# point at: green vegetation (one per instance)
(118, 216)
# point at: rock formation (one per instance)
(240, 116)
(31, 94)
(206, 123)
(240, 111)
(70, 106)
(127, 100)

########################################

## EXERCISE TASK
Display every line of the entries above that contains the string "instance".

## TASK SOLUTION
# point at: green vegetation (one per instance)
# point at: rock formation (one per instance)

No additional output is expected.